■ Page text:
————————
Shakespeare's sonnet 116 ("Let me not to the marriage of true minds / Admit impediments")

and it needs to be read

more or less boustrophedonically.

Here's an annotated image. Explanations follow.

enter image description here

Let me knot [full-sized image shows the figure in the bubble is tying a shoelace]
two-THE marriage [note wedding dress]
oft roo minds
admit [I think the door-opening indicates this, but maybe I'm missing something here still?]
imp Eddy / mints.
Love is not love
witch alters when it alteration finds,
OR bends with THE
remove a 2 remove O NO
It is Ann
ever-Ficks'ed Mark, [that's Fick's law of diffusion]
that looks on
Sandys never shake a nit
is the star two-every?
ring bark,
Whose worth's unknown <-- I may be missing something here
all though
his height beat a Ken.
————————
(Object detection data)
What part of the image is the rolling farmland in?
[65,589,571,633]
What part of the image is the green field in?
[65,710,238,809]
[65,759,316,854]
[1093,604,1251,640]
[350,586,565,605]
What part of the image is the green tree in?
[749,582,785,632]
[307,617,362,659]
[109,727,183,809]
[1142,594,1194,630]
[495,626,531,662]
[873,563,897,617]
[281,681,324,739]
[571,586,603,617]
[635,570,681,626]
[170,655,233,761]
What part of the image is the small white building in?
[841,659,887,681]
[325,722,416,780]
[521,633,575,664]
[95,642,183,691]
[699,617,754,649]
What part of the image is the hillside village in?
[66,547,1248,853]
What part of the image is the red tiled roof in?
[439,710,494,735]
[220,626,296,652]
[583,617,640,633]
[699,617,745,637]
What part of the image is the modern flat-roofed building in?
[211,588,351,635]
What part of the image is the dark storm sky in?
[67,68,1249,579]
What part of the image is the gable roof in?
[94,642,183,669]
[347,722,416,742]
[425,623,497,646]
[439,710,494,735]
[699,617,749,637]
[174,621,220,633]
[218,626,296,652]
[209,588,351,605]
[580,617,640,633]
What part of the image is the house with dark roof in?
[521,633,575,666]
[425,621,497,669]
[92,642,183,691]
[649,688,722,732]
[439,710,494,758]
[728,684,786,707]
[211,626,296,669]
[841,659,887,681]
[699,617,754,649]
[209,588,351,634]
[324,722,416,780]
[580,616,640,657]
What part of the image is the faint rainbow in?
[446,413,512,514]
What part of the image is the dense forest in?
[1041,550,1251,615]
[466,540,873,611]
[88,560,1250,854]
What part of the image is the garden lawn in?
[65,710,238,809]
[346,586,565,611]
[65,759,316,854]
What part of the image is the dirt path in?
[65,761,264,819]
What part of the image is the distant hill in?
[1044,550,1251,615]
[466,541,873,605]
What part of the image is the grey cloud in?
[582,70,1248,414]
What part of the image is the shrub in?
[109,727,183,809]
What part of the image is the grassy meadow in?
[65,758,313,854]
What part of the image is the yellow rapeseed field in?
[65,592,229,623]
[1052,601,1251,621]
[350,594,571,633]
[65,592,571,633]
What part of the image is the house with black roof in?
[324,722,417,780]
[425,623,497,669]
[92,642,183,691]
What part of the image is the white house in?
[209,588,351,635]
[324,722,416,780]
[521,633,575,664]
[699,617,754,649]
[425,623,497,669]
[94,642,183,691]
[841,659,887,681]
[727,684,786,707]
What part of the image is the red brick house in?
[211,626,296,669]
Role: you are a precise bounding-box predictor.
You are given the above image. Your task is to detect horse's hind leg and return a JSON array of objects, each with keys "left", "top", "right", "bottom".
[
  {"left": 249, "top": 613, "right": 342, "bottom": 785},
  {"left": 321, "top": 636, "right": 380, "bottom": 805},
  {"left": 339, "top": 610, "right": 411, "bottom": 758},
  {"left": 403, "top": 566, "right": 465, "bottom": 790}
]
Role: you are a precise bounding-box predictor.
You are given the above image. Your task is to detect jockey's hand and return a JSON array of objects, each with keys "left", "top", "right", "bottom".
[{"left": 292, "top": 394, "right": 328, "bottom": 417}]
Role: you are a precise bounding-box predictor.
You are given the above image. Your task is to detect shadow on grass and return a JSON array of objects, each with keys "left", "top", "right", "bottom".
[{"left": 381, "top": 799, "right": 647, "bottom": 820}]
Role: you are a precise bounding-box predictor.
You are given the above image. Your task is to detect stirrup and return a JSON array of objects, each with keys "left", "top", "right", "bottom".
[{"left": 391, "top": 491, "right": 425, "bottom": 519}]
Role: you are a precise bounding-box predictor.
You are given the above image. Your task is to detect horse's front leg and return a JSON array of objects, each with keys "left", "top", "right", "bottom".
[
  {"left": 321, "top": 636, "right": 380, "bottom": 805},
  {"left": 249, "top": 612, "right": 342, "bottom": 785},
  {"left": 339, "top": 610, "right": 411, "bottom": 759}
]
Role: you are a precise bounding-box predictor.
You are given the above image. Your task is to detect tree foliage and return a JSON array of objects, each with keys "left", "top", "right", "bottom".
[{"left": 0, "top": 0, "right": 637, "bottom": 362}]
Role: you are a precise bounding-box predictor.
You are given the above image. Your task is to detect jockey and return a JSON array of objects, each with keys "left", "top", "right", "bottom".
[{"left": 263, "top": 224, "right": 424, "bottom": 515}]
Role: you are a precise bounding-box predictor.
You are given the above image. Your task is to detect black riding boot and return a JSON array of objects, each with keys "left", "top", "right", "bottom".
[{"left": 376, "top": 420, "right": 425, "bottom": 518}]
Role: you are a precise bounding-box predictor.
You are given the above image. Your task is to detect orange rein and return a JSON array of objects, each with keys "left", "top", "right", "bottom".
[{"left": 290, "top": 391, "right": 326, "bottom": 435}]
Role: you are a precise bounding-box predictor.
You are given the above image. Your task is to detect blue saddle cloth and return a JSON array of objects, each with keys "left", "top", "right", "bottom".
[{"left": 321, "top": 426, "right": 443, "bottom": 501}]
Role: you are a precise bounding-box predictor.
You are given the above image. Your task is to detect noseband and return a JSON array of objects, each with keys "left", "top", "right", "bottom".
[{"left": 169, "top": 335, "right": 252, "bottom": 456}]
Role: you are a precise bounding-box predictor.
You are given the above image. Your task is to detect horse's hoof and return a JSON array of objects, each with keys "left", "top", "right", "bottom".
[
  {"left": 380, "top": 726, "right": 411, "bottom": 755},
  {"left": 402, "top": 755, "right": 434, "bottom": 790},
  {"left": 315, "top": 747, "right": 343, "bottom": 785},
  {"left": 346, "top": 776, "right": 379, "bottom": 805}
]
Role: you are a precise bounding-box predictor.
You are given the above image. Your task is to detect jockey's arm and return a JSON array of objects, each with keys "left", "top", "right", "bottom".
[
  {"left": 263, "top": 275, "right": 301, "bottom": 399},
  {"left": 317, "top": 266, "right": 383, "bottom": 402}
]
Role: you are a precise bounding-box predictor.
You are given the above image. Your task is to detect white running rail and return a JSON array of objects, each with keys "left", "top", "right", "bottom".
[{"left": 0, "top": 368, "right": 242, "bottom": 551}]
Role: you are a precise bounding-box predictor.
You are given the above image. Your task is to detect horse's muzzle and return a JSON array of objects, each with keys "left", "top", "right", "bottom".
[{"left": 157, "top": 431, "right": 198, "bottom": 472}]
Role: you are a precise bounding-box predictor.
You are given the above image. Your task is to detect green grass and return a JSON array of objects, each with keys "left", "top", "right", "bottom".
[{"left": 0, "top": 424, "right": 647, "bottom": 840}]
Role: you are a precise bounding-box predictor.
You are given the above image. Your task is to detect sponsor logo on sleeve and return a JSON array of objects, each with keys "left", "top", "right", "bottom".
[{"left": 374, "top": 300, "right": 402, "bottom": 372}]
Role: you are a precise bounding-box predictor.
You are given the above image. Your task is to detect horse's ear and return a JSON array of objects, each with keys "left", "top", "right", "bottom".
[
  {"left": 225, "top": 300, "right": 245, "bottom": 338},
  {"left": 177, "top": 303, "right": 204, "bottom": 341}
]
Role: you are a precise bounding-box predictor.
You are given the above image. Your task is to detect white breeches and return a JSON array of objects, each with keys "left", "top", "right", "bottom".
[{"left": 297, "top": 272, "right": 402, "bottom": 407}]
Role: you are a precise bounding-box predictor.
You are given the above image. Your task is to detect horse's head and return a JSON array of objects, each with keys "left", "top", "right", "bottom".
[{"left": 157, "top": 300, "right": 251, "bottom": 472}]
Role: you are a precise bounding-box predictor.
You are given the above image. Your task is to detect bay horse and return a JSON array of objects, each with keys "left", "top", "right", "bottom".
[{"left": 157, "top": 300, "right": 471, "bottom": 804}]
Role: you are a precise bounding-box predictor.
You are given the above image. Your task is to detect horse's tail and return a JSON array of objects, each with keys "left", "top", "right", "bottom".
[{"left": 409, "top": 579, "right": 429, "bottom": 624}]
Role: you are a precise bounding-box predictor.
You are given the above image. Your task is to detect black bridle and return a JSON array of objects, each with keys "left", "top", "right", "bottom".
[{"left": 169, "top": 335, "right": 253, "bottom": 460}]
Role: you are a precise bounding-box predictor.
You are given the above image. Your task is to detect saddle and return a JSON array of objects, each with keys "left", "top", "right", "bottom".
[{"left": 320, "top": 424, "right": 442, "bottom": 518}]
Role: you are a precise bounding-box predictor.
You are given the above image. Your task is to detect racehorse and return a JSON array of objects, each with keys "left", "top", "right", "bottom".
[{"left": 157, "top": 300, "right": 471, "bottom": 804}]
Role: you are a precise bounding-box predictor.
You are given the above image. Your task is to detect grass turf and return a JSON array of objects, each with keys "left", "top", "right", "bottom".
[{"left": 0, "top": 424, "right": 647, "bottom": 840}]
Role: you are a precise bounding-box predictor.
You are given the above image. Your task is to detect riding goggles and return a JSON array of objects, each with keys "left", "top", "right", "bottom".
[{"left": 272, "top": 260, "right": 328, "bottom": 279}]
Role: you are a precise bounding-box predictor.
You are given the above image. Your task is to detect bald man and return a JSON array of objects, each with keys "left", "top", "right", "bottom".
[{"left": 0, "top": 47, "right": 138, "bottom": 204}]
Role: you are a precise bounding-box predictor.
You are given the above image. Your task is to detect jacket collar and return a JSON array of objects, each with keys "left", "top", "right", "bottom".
————————
■ What to work on:
1 > In the sonnet text, the first line is read as "Let me knot." What shows that "knot" is meant?
2 > Carry on the annotated reading of the sonnet from its last line.
The rows have no connection to the text about the sonnet.

■ Task-by-task answers:
1 > The full-sized image shows the figure in the bubble tying a shoelace.

2 >
Time's full
throw minus ARRRRR [pirate's mouth is crossed out, or gagged, or something]
rosy lips sand
cheeks within HIS bending
sickles come
Pa's come
Love-altars knot with HIS
flower <-- we need "f hour" here, but this is the best I can do
sand weeks,
IT-tower T <-- not terribly sure about this
toothy edge of "do miff"
this be error [semantic; whole thing crossed out]
AND upon me, proved,
I never writ [semantic]
nor no man ever loved. [semantic]

One recurring thing I don't quite understand:

the "no X" symbol is used a few times to indicate "love". I don't quite understand why, though presumably it relates to the use of "love" to mean a zero score in tennis.

I should maybe add that the title

is presumably a reference to the last couplet of the sonnet -- the penultimate line is "If this be error and upon me proved".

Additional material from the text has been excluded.